### Task to complete
Reproduce the data below without any change, starting with the line containing "Note to the class: find the cabinet door" and going on through the line containing "pixel 32 194", both of those lines included.

### Data shown
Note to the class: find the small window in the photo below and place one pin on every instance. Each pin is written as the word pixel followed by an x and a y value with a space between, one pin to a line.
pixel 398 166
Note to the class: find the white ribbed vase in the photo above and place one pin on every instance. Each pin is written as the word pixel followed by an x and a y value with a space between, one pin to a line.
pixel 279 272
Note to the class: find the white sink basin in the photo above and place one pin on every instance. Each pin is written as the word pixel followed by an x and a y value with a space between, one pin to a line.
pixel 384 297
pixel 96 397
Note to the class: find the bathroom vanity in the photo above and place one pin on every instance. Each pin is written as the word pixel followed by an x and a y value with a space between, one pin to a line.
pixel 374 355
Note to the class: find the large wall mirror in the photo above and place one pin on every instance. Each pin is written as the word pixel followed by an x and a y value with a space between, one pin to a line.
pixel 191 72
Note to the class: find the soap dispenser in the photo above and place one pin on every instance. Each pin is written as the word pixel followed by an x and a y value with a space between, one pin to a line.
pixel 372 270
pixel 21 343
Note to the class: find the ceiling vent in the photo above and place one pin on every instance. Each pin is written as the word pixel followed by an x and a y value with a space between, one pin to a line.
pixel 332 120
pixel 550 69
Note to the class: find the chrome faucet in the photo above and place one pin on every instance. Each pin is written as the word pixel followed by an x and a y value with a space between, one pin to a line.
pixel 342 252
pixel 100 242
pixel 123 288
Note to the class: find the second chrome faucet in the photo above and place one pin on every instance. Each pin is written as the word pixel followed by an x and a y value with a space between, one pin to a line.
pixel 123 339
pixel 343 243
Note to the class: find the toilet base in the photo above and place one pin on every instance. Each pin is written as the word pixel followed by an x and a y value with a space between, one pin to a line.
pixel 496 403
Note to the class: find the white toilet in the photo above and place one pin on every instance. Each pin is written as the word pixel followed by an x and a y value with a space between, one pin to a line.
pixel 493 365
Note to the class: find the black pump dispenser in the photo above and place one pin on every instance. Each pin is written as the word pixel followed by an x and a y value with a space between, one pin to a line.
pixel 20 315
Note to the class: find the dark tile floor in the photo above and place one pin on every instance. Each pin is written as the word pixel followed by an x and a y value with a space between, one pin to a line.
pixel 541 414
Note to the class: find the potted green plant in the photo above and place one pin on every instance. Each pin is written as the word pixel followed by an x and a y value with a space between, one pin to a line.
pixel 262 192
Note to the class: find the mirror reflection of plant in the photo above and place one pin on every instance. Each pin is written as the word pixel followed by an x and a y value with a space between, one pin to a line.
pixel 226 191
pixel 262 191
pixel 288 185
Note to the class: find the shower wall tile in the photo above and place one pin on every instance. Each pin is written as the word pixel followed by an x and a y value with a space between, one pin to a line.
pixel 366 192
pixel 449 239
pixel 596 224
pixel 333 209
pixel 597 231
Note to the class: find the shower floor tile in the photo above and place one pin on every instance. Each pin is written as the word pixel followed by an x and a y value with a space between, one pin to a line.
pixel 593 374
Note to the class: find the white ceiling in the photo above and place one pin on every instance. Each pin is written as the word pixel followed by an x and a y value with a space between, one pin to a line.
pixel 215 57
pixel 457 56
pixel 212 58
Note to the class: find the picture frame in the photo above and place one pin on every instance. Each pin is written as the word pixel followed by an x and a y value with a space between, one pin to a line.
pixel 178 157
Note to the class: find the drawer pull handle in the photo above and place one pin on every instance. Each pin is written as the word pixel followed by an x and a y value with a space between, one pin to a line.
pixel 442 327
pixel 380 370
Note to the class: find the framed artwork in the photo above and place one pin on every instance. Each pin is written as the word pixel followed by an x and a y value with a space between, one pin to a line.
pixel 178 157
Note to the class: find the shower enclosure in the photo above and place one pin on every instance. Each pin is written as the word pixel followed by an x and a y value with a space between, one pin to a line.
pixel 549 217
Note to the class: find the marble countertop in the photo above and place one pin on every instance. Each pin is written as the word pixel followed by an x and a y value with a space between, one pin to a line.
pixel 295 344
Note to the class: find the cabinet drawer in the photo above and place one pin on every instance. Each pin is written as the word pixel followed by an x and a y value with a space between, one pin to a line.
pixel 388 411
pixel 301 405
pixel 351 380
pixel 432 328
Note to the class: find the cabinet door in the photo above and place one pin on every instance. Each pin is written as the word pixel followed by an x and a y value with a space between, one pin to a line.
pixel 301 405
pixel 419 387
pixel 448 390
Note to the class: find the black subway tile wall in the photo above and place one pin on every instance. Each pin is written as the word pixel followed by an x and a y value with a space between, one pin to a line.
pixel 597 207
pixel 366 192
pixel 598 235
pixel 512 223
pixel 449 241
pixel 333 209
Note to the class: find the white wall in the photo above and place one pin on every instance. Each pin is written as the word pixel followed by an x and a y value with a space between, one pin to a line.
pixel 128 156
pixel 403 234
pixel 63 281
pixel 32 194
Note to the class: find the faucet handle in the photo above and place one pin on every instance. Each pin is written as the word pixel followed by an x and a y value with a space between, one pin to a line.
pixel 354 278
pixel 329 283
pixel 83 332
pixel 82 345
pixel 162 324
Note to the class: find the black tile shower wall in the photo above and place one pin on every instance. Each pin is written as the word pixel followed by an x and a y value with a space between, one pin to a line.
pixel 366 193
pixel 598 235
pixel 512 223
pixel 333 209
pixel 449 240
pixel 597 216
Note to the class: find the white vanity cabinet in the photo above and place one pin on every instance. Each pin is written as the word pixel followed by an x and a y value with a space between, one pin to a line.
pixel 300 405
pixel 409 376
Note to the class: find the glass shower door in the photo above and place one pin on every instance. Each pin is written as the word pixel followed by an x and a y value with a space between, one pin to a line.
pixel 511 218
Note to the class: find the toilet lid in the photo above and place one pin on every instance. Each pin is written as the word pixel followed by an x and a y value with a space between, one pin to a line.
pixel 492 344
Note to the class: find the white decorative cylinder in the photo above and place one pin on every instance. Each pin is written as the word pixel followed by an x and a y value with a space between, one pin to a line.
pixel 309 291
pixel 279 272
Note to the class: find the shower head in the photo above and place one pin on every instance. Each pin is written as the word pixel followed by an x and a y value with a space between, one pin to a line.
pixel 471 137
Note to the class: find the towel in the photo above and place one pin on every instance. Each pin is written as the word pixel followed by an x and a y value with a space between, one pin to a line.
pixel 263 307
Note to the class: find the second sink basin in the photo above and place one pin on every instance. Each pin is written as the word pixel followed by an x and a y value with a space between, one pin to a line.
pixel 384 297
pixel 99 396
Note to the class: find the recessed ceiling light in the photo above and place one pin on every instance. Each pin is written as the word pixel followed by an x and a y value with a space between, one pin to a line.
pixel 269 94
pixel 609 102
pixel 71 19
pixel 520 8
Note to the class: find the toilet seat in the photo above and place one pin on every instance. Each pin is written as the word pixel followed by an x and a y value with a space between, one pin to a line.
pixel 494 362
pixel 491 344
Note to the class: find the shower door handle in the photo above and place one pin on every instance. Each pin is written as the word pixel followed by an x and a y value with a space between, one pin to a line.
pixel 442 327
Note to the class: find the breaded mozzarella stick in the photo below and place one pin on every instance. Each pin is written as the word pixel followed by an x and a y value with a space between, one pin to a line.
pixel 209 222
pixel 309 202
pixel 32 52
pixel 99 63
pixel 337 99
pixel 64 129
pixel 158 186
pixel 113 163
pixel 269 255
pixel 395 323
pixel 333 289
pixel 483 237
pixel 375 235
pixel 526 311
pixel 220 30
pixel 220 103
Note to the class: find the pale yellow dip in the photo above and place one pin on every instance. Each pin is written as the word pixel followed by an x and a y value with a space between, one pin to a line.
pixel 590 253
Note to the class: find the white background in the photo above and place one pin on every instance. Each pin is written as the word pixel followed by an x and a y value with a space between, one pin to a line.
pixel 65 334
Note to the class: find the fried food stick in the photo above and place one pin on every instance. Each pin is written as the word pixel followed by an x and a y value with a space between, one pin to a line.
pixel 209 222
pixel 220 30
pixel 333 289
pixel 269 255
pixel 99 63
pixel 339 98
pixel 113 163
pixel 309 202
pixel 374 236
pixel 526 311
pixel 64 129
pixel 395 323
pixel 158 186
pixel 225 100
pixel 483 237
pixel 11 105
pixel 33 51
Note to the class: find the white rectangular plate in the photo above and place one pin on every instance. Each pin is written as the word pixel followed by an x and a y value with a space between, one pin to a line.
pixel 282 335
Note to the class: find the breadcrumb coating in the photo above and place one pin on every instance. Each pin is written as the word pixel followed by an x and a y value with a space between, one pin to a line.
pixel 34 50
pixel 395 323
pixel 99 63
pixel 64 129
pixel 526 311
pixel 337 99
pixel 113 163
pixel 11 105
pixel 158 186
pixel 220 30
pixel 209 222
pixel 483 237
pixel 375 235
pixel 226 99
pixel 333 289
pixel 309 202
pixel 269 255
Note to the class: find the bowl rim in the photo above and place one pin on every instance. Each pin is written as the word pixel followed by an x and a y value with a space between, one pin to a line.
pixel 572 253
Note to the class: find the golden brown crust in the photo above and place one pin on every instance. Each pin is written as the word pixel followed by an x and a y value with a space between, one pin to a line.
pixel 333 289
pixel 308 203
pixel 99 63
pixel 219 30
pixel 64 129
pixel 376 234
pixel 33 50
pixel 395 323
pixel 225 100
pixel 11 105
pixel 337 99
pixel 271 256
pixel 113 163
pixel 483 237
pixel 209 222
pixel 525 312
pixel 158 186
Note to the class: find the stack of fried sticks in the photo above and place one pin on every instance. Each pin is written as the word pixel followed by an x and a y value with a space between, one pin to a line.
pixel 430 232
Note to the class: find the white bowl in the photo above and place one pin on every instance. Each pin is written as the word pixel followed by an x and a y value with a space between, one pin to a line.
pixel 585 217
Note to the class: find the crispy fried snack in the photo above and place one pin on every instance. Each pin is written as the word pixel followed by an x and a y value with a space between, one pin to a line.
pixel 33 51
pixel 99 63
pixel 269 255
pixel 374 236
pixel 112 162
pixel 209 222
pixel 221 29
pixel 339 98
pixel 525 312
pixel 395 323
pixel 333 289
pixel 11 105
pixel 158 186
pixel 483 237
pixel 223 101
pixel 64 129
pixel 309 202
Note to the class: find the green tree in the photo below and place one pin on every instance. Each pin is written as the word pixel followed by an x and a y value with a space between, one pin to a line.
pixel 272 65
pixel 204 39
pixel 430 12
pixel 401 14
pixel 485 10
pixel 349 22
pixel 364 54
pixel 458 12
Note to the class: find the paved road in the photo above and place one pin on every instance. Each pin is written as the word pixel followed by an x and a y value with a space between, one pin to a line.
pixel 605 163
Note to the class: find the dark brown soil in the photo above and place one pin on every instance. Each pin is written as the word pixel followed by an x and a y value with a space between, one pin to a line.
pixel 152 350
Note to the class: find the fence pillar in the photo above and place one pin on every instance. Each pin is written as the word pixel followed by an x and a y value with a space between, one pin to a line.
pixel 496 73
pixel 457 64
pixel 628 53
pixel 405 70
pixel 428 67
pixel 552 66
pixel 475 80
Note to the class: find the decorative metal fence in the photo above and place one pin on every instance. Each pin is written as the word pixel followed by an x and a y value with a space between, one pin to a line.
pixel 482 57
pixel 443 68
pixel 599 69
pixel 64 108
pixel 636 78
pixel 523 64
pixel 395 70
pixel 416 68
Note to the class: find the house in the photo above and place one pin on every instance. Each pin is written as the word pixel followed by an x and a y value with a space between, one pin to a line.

### Result below
Note to the class: find the cabinet door in the photo above and place one pin on every instance. Each pin is written as the word pixel followed by an x and a y value with a space between, one pin to a line.
pixel 301 405
pixel 419 387
pixel 448 390
Note to the class: find the black subway tile wall in the photo above and place one pin on every instance. Each pin is written as the word pixel followed by an x and a y value with a space between, one pin to a line.
pixel 597 207
pixel 366 192
pixel 598 235
pixel 512 223
pixel 449 241
pixel 333 209
Note to the class: find the white wall in the photo above and place one pin on every instance. Each pin is written as the word pixel followed by an x and a y value with a space between, one pin to a line.
pixel 128 156
pixel 403 234
pixel 63 281
pixel 32 194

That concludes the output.